Directive
Repeat the lines below verbatim, starting at the line that contains "Task: point to the snow-capped" and ending at the line that contains "Query: snow-capped mountain peak", both included.

Exercise inputs
========================================================================
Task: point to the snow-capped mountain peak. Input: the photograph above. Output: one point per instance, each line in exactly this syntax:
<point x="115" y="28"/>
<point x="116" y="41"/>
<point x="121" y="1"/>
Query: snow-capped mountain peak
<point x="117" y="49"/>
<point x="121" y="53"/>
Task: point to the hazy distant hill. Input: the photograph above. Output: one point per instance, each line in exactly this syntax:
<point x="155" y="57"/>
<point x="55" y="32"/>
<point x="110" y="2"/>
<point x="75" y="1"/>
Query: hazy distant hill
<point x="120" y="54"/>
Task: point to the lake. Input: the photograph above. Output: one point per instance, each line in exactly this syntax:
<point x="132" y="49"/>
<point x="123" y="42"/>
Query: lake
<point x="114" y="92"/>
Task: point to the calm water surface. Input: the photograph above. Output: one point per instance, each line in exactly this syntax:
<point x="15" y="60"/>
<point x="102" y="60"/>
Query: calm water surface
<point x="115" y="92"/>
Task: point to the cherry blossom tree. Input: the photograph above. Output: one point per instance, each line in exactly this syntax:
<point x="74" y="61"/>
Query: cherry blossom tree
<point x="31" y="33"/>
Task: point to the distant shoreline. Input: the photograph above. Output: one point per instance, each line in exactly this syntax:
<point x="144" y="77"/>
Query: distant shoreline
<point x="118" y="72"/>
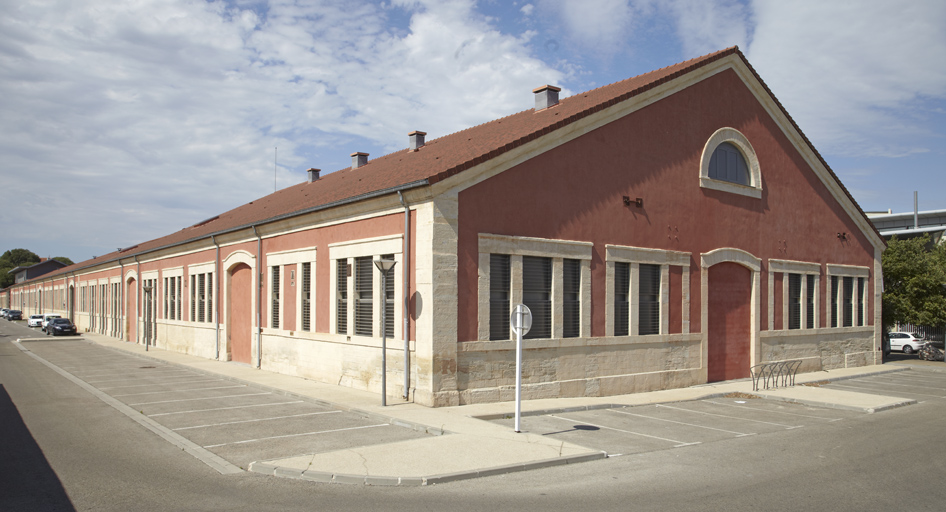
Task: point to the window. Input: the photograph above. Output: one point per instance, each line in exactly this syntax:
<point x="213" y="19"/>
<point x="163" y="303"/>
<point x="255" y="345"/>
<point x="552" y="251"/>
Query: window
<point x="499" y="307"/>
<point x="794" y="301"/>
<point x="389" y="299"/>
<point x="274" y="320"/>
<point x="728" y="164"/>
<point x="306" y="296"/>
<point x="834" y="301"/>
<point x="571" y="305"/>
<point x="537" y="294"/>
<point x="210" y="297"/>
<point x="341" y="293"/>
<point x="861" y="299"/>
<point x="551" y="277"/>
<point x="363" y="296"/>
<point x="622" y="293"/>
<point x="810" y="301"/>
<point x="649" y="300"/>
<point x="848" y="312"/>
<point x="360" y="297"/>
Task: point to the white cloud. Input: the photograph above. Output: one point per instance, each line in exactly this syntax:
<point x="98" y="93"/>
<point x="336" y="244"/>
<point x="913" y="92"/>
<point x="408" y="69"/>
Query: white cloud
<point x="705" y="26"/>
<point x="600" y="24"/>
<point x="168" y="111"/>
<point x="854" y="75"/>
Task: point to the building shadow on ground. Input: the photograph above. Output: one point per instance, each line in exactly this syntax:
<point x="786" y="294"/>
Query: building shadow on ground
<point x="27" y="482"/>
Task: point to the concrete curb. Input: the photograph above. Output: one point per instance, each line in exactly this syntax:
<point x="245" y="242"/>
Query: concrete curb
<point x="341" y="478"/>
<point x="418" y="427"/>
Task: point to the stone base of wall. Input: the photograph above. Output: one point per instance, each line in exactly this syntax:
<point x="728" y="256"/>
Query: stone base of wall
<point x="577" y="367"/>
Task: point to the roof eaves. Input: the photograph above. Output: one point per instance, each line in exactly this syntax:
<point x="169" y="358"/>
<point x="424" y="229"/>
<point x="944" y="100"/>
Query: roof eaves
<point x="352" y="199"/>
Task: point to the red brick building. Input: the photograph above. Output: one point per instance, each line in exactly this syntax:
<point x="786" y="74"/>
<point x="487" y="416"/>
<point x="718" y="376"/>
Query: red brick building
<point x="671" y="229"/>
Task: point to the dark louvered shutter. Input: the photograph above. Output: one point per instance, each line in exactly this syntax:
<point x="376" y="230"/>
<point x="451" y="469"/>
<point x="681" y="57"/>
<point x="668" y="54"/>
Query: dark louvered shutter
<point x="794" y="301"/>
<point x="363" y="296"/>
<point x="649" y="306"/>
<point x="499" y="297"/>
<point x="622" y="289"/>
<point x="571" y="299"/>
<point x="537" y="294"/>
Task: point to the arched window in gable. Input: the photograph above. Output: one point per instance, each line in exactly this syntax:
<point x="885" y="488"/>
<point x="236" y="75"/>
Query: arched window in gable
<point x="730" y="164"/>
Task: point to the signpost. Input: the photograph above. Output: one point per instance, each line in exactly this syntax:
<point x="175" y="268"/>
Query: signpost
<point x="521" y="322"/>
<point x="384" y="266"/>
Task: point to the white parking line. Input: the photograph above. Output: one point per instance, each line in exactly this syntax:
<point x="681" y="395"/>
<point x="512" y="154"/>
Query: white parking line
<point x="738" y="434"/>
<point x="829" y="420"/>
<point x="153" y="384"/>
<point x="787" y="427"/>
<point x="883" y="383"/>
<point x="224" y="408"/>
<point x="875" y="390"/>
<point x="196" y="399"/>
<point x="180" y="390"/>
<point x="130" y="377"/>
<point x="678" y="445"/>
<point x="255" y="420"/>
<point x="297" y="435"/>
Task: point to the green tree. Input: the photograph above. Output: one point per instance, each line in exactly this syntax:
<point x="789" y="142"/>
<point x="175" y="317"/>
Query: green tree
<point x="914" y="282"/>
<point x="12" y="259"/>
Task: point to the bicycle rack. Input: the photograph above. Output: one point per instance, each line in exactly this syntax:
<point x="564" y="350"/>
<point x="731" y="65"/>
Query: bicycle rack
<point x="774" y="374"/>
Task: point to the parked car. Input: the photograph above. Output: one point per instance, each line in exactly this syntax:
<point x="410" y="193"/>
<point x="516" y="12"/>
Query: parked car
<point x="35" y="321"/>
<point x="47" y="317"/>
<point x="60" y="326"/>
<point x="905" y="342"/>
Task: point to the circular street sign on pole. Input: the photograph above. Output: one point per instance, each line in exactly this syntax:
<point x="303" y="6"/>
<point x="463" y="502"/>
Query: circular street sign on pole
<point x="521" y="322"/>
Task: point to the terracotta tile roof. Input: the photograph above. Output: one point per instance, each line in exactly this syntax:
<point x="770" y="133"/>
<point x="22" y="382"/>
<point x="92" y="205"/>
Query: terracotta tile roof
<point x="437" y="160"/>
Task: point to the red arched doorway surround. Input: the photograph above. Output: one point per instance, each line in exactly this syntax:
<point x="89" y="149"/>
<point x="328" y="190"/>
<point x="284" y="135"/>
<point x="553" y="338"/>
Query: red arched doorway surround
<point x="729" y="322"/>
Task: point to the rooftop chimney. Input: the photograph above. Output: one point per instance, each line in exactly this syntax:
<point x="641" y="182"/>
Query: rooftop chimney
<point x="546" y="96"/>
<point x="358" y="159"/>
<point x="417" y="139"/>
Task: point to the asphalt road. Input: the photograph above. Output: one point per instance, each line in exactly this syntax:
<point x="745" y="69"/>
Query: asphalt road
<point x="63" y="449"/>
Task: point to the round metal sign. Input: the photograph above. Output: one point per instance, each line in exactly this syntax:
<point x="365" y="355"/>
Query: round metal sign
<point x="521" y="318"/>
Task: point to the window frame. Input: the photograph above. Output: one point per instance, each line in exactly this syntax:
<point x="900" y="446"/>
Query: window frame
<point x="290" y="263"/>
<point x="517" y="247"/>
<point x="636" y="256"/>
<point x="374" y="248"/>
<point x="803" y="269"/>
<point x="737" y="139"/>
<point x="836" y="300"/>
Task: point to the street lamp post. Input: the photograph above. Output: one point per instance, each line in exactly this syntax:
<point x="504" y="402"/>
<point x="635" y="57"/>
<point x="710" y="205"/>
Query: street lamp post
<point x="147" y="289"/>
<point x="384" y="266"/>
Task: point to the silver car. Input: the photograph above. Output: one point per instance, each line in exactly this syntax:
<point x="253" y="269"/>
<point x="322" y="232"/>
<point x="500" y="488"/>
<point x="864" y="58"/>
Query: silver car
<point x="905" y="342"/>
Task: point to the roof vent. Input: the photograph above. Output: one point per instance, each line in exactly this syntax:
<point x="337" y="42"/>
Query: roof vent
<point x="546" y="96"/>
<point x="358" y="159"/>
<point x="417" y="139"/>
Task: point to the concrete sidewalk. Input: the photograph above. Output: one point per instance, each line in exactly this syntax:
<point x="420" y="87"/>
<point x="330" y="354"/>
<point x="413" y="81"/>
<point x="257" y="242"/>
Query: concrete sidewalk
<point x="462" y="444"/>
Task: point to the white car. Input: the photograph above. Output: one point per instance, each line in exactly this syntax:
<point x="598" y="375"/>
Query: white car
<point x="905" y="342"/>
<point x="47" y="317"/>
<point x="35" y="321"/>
========================================================================
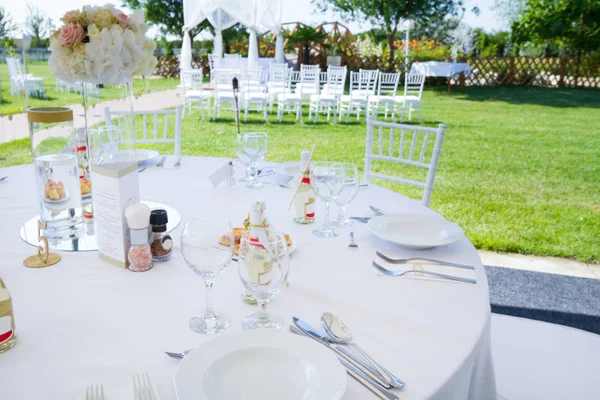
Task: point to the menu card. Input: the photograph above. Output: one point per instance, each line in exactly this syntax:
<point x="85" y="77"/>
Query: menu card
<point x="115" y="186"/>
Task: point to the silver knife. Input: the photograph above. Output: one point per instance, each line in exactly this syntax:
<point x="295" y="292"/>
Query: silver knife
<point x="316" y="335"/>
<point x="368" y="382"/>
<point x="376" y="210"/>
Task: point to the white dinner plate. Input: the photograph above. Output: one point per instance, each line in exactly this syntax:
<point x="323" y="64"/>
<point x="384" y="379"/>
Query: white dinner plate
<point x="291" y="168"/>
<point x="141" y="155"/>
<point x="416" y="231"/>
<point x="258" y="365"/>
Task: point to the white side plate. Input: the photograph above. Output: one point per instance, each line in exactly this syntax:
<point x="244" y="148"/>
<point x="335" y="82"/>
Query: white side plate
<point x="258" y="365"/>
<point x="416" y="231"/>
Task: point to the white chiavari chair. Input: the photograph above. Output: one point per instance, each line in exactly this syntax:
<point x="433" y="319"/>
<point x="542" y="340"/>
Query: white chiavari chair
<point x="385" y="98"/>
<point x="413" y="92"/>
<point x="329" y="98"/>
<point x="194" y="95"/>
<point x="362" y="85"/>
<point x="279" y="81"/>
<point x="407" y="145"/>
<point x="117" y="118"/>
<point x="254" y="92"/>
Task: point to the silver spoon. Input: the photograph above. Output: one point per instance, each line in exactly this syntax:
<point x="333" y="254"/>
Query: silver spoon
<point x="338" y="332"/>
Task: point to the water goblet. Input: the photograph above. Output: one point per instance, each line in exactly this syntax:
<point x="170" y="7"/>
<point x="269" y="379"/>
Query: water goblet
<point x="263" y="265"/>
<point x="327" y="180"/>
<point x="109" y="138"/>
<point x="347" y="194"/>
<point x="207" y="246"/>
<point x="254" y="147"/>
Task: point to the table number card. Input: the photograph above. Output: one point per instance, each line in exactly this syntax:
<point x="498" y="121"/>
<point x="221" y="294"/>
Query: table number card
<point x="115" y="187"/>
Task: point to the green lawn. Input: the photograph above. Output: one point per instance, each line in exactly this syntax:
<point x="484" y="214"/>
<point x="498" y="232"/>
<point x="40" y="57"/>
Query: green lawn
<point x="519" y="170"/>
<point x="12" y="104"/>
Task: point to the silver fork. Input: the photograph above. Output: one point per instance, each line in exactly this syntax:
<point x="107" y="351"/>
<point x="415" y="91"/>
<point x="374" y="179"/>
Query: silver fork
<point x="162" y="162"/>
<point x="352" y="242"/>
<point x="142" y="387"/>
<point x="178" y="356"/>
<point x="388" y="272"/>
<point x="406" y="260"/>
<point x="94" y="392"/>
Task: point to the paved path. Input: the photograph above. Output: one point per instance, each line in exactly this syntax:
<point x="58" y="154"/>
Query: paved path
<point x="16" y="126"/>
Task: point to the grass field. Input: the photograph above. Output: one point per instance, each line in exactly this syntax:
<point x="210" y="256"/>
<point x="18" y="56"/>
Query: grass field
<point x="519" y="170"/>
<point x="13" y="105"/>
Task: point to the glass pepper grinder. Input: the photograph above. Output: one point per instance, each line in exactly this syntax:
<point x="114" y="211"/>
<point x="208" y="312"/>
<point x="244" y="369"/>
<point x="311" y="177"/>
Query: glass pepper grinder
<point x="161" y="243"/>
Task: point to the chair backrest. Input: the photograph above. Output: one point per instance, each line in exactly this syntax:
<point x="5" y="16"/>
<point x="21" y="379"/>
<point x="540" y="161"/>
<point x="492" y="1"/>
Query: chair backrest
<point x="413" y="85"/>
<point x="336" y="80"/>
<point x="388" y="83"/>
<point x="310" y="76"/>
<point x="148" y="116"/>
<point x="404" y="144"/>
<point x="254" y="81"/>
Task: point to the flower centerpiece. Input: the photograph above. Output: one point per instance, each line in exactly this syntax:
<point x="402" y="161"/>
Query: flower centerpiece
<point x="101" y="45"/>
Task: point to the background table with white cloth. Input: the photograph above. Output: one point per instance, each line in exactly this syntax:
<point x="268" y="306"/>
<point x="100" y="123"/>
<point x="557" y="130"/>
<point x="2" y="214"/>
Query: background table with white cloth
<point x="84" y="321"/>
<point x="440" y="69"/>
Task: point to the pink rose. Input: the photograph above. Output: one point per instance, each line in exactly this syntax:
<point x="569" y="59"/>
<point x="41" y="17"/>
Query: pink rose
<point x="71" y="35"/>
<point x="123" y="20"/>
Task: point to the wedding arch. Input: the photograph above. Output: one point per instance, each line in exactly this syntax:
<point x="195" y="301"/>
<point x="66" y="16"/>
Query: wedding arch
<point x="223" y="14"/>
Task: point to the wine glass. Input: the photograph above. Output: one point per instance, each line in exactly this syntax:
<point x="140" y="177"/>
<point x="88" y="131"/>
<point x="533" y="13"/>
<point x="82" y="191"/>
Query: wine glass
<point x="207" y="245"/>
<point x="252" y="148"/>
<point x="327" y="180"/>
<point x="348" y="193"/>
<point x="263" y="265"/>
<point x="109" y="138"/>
========================================================================
Solution for this problem
Task: point to the snow-capped mountain peak. Input: the photograph above. Output: one point per instance, each line in exactly this syntax:
<point x="115" y="28"/>
<point x="116" y="41"/>
<point x="121" y="1"/>
Query: snow-capped mountain peak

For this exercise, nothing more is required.